Louisville took a couple of days to dump its Hall of Fame basketball coach and high-flying AD when its name surfaced in documents presented in federal court. Maryland put Durkin on leave for 2½ months as it conducted separate investigations into McNair’s death and the depths of its toxicity, and the resulting reports wasn’t exonerating.

From Barry Svrugla of the Washington Post: "Guess (board chairman James Brady) missed the part about bizarrely motivating players with food, or showing them savage videos of animals killing each other, or creating a caste system of haves and have-nots, or humiliating them by throwing trash cans full of vomit across the room." 

Maryland’s stupefying defense of Durkin: He wasn’t up to the job. From the report: “The athletics department lacked a culture of accountability, did not provide adequate oversight of the football program and failed to provide ... Mr. Durkin with the tools, resources and guidance necessary to support and educate a first-time head coach in a major football conference.”

If there weren’t an actual death involved, this might be funny. Alas, there IS a death involved. A man who’d apprenticed under Urban Meyer, Jim Harbaugh and Will Muschamp – a man who sold himself to Maryland as ready to run a program – needed adult-education courses in “How To Be Head Coach” to do the job he’d pursued? And this is reason to keep him? And reason to keep Evans, who was the football liaison before being bumped up to AD-in-full?

If ever a program needed to start over, it’s Maryland. It intends to carry on having shed only strength coach Rick Court, who was paid $315K to go away. According to the report, it was Court who threw “food, weights, and on one occasion a trash can full of vomit.” Did not Durkin hire Court? Does not the head coach get paid to Set The Tone? What was Durkin doing, anyway? (It sure wasn’t winning. He’s 11-15. But that’s not his fault, either.)

Brady again: “We believe that coach Durkin has been unfairly blamed for the dysfunction in the athletic department. While he bears some responsibility, it is not fair to place all of it at his feet."

=-=-=-=-=

TASKS FOR THIS EXERCISE:
1. Using the Maryland football column, state whether each statement agrees with it, answering yes or no and quoting the words that settle the matter: (a) Maryland placed Durkin on leave for 2½ months; (b) Rick Court was paid $315K to leave; (c) Durkin's record is 15-11.
2. Extend the Maryland football column beyond its final sentence, keeping its tone.
The listing has no role in this exercise.

=-=-=-=-=

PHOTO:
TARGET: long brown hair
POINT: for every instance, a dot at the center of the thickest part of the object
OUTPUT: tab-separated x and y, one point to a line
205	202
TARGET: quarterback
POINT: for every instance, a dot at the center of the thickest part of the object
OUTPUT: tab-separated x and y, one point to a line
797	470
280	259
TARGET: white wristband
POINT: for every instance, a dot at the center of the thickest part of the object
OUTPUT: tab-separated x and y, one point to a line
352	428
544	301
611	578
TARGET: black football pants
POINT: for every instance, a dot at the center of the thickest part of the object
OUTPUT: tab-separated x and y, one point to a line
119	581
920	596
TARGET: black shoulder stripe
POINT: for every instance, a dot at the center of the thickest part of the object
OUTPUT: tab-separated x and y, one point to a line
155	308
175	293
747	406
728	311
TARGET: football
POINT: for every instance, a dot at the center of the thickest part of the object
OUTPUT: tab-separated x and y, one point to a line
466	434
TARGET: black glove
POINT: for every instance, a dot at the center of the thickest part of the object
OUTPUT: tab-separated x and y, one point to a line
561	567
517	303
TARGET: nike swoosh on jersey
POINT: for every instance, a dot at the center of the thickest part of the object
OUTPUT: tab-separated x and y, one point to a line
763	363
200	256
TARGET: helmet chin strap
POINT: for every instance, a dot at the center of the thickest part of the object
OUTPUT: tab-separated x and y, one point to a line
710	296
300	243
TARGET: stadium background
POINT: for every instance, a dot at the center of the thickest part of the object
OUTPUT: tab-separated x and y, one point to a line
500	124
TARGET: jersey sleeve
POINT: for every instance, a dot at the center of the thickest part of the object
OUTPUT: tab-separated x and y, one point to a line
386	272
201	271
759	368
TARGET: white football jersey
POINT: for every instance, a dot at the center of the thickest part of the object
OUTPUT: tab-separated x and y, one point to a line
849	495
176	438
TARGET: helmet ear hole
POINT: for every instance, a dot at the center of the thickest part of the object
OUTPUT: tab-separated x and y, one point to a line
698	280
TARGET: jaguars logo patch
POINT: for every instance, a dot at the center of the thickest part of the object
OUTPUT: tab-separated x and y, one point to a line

=-=-=-=-=

SET OF ANSWERS:
1.
(a) Yes: "Maryland put Durkin on leave for 2½ months"
(b) Yes: "who was paid $315K to go away"
(c) No: "He’s 11-15."

2.
According to a Post report, three Maryland players walked out of a hello-again meeting with Durkin on Tuesday. (The Terps are 5-3 under interim coach Matt Canada.) "Everybody's shell-shocked," a source told ESPN. Said Marty McNair, Jordan McNair's father: "I feel like I've been punched in the stomach, and somebody spit in my face."

Durkin was to resume his coaching duties, assuming he can figure out what they are, today. It’s still unclear how long his reinstatement might last. The outcry has been outrage mixed with incredulity. (Svrugla’s column is devastating.) Said Maryland Governor Larry Hogan: “Many will understandably question whether enough has been done to address the serious concerns that exist among many in the College Park community. I am one of them.”

Maryland has done strange things in the past. Its decision to leave the ACC to bank Big Ten TV money remains the most misguided choice of the conference-hopping era. Its mishandling of the succession from coach Ralph Friedgen to coach-in-waiting James Franklin wound up with the latter leaving for Vanderbilt – he’s now at Penn State – and the Terps hiring Randy Edsall, who went 22-34 over five seasons. Now there’s Durkin, who somehow kept his job but is the lamest of ducks.

If some of the players he recruited no longer want to play for him, who will? At its base, every recruiting pitch is a coach telling a parent, “I’ll take good care of your son.” Marty McNair’s son died after his body temperature reached 106 degrees in a May workout and Maryland staff waited 50-some minutes to summon an ambulance. Other people’s sons have had trashcans filled with upchuck hurled at them.

President Loh conceded his school was at fault. President Loh also advocated that Durkin be dismissed. Instead it’s the president who’s leaving. The coach, beggaring belief, gets to stay. Unknown is whether he can find anyone willing to play for him, now or ever again.